» **REQUISITO 1**
Filtra los registros y copia cada línea que contenga la cadena "poster". Distingue entre mayúsculas y minúsculas.

» **TEXTO DADO**
++++
Un paseo por la ciudad
de Estella-Lizarra.

Ciudad hecha de burgos que hermanados luchan por conservar
sus costumbres y que admite como enriquecimiento cuanto de bueno traen los
nuevos pobladores. Viejas y nuevas tradiciones que la han marcado con el fuego
de la ironía en el comportamiento de sus ciudadanos. Que crece despacio, sin
prisas, sabiendo que será el buril de la historia quien marcara el camino por
donde transitar.
Lugar de caminos que nos hablan de libertad y que nos recuerdan
que siempre se está a tiempo de volver a ella. Ciudad de emprendedores, no
siempre acertados, pero que le han conferido su carácter cambiante y extrovertido.
Donde desde siempre, asomarse al rio Ega es una forma de mirar el paso lento de
la vida, autopista natural de comercio y sustento de medievales hambres, hoy,
ociosa afición. Que recupera lo que los desastre de las muchas guerras que en
ella se libraron. De reciales rincones donde refrescar el espíritu en los
agobiantes días de verano. Con iglesias fortaleza donde la religión se funde
con la política en la preservación de las costumbres. Como la iglesia de san
Pedro, matriz del sentimiento y lugar de oficios para los reyes de Navarra.
++++
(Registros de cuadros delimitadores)
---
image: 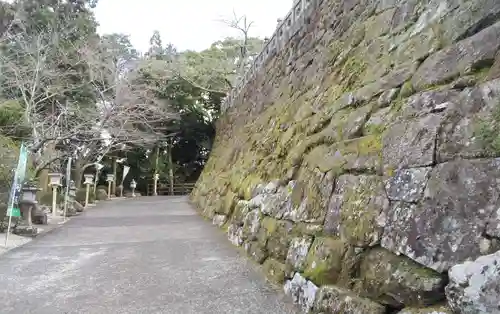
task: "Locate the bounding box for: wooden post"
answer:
[111,157,117,195]
[167,139,174,195]
[52,185,57,218]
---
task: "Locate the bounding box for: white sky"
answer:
[95,0,293,52]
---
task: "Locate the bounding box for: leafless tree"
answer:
[221,11,254,81]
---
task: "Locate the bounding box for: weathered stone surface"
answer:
[189,0,500,313]
[283,273,318,313]
[486,208,500,239]
[212,215,227,227]
[262,258,286,283]
[314,286,386,314]
[257,217,293,262]
[446,251,500,314]
[231,200,250,226]
[413,23,500,90]
[242,209,262,241]
[382,114,442,175]
[380,159,500,272]
[385,167,432,203]
[359,248,445,307]
[306,134,382,174]
[304,237,353,285]
[398,305,453,314]
[227,225,243,246]
[437,79,500,162]
[286,237,313,271]
[325,175,388,246]
[244,242,268,264]
[401,88,461,117]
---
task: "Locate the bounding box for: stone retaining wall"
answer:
[191,0,500,313]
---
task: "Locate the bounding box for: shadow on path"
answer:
[0,197,296,314]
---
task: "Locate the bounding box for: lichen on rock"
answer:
[192,0,500,314]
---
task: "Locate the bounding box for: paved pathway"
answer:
[0,197,295,314]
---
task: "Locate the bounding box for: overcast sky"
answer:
[95,0,293,51]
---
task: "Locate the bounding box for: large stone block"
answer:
[359,248,445,308]
[379,159,500,272]
[446,251,500,314]
[412,22,500,90]
[325,175,389,247]
[283,273,318,313]
[314,286,386,314]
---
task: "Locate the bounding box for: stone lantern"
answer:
[49,172,62,218]
[19,181,41,228]
[68,180,76,215]
[130,179,137,197]
[83,174,94,207]
[106,174,115,199]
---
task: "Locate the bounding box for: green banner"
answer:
[7,143,28,217]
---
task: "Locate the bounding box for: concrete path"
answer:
[0,197,296,314]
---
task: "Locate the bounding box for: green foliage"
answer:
[474,104,500,156]
[0,100,31,138]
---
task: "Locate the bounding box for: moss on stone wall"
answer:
[191,0,500,313]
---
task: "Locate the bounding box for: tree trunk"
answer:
[38,142,56,193]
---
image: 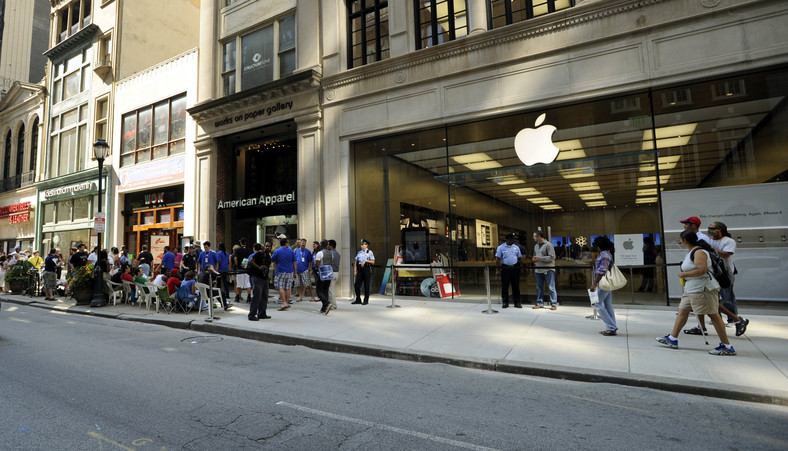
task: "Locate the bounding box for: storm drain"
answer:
[181,335,224,345]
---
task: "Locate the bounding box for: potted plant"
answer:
[67,263,96,305]
[5,260,33,294]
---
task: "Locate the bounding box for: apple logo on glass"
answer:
[514,113,559,166]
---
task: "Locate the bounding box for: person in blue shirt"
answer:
[271,238,298,310]
[351,240,375,305]
[495,233,523,308]
[293,238,315,302]
[161,246,175,274]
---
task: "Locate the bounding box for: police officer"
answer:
[351,240,375,305]
[495,233,523,308]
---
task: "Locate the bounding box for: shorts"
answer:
[274,272,293,290]
[235,274,252,290]
[679,288,720,315]
[293,271,312,287]
[44,271,57,290]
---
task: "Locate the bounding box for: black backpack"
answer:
[690,249,731,288]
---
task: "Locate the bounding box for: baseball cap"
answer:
[679,216,700,227]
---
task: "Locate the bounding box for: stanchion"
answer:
[482,266,498,315]
[386,263,401,308]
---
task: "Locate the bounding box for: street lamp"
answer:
[90,139,109,307]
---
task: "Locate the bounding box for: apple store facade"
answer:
[348,67,788,303]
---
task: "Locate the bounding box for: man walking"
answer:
[495,233,523,308]
[533,230,558,310]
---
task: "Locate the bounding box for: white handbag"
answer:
[598,263,627,291]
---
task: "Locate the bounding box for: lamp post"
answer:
[90,139,109,307]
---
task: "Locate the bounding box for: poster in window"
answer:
[241,25,274,89]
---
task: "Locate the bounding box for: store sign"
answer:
[217,191,296,210]
[0,202,31,224]
[44,182,98,199]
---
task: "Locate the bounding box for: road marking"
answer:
[276,401,495,451]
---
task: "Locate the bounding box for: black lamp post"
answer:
[90,139,109,307]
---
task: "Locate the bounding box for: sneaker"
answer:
[684,326,708,335]
[656,335,679,349]
[709,343,736,355]
[736,318,750,337]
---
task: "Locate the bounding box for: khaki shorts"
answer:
[679,288,720,315]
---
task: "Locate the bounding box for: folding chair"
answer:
[104,280,126,305]
[194,282,222,315]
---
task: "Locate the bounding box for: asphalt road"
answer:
[0,304,788,450]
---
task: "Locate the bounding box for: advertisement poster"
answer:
[613,233,643,266]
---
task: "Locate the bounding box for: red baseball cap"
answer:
[679,216,700,227]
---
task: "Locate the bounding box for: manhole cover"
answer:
[181,335,224,345]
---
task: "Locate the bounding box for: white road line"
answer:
[276,401,495,451]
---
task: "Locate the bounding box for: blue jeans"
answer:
[596,287,618,330]
[536,271,558,305]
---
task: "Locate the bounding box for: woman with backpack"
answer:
[656,230,736,355]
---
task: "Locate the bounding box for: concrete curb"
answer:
[3,298,788,406]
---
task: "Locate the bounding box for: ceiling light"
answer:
[509,188,542,196]
[638,175,670,186]
[643,123,698,150]
[558,167,594,179]
[569,182,599,191]
[526,197,552,204]
[640,155,681,171]
[553,139,586,160]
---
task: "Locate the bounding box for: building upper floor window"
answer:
[52,47,92,105]
[57,0,92,42]
[347,0,390,69]
[487,0,576,30]
[222,14,296,95]
[120,94,186,167]
[414,0,468,49]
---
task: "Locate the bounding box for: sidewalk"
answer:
[0,294,788,405]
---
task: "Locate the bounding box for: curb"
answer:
[3,298,788,406]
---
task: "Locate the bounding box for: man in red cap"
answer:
[679,216,711,246]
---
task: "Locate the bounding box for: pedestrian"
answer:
[293,238,315,302]
[351,240,375,305]
[532,230,560,310]
[495,233,523,308]
[246,241,271,321]
[591,235,618,336]
[656,229,736,355]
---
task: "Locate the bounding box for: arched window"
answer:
[30,118,38,172]
[3,130,11,180]
[16,124,25,181]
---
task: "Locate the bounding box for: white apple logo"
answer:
[514,113,559,166]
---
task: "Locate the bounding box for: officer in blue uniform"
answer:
[495,233,523,308]
[351,240,375,305]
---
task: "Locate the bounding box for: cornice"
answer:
[323,0,667,90]
[44,23,99,60]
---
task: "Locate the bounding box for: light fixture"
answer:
[509,188,542,196]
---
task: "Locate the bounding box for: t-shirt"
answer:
[271,247,295,274]
[294,248,312,272]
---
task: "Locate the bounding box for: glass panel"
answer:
[122,113,137,153]
[57,200,71,222]
[74,197,91,220]
[170,96,186,140]
[153,102,170,145]
[241,25,274,89]
[137,108,151,149]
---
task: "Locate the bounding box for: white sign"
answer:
[93,211,106,233]
[613,233,643,266]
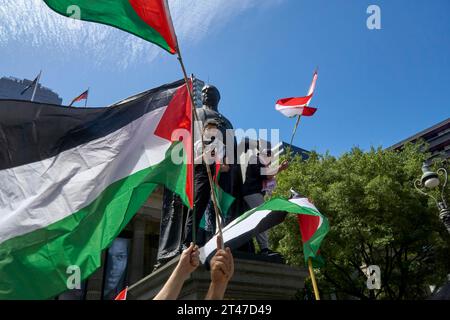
++++
» **REQUISITO 2**
Según el texto sobre Estella-Lizarra, ¿para quiénes era lugar de oficios la iglesia de san Pedro?

» **RESPUESTA FINAL 1**
task: "Locate the bounding box for: poster in window"
task: "Locate the bounding box for: advertisement poster"

» **RESPUESTA FINAL 2**
Para los reyes de Navarra.